▶ _TASK INSTRUCTIONS_:
What is needed is an exact copy of the records below, with the pictures left out.

▶ _DATA RECORDS_:
━━━━━━
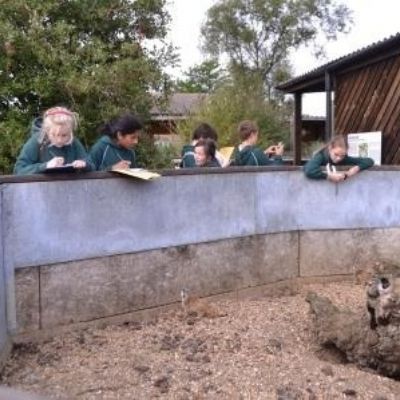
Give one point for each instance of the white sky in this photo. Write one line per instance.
(373, 21)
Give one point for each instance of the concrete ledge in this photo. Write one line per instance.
(5, 352)
(333, 252)
(97, 288)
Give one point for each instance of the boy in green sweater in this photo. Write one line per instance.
(248, 154)
(335, 153)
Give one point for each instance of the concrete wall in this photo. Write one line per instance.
(4, 340)
(84, 249)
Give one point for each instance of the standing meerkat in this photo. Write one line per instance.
(195, 305)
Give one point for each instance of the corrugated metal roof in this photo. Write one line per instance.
(180, 104)
(318, 73)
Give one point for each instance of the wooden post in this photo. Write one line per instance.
(328, 123)
(297, 129)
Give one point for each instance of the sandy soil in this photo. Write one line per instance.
(263, 349)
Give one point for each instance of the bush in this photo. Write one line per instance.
(233, 102)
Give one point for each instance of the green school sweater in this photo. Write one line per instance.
(252, 155)
(32, 158)
(187, 154)
(313, 169)
(105, 153)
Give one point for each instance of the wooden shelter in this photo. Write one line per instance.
(362, 95)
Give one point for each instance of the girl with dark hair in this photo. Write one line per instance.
(335, 153)
(204, 153)
(114, 150)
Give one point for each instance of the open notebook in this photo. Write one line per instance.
(227, 152)
(139, 173)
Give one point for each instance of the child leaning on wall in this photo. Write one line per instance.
(204, 153)
(248, 154)
(52, 144)
(203, 131)
(335, 153)
(115, 148)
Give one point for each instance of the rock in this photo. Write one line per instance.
(273, 346)
(349, 392)
(162, 383)
(206, 359)
(141, 368)
(327, 370)
(288, 393)
(375, 346)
━━━━━━
▶ _TASK OUTPUT_:
Give one point for each instance of the white sky in this photo. Write one line per instance.
(373, 21)
Give one point for each instance of the concrete ledge in this photo. Write one line per instance.
(5, 352)
(333, 252)
(97, 288)
Give one point for each instance of the boy in green sweater in this photo. Write one line per instance.
(248, 154)
(335, 153)
Give one point for each instance of the concrete wall in this photo. Write one line per instance.
(4, 340)
(84, 249)
Give one point for each instance of the standing meerkat in this photo. Write one line per instance.
(195, 305)
Give one point for each instance of the corrugated metal roof in this photo. Write one line per instance.
(180, 104)
(318, 73)
Give one point for each instance of the wooden post in this photo. Write one line per instance.
(328, 123)
(297, 129)
Give one point for each instance of the sandy soil in this photo. Write one line per instance.
(263, 349)
Give one point for each instance of the bush in this photo. Write one line per instance.
(233, 102)
Give one point for each instance of the green school sweater in this photo. Write one line per instance.
(252, 155)
(32, 158)
(187, 154)
(313, 169)
(105, 153)
Give one point for each instance of the wooden shelter in this photo. Write one line per instance.
(362, 95)
Give one point for each instance of the girl with dark hair in this photo. Write one line per instance.
(335, 153)
(204, 153)
(114, 150)
Give one point for each instance of the open notebook in this photo. Write one line per instance.
(227, 152)
(139, 173)
Give one point for each instance of the child leaning on wall in this photo. Write one line per instance.
(204, 153)
(248, 154)
(52, 144)
(203, 131)
(335, 153)
(115, 148)
Give one point for each instance of the rock in this photo. Write one line per instance.
(273, 346)
(349, 392)
(162, 383)
(206, 359)
(141, 368)
(327, 370)
(288, 393)
(375, 346)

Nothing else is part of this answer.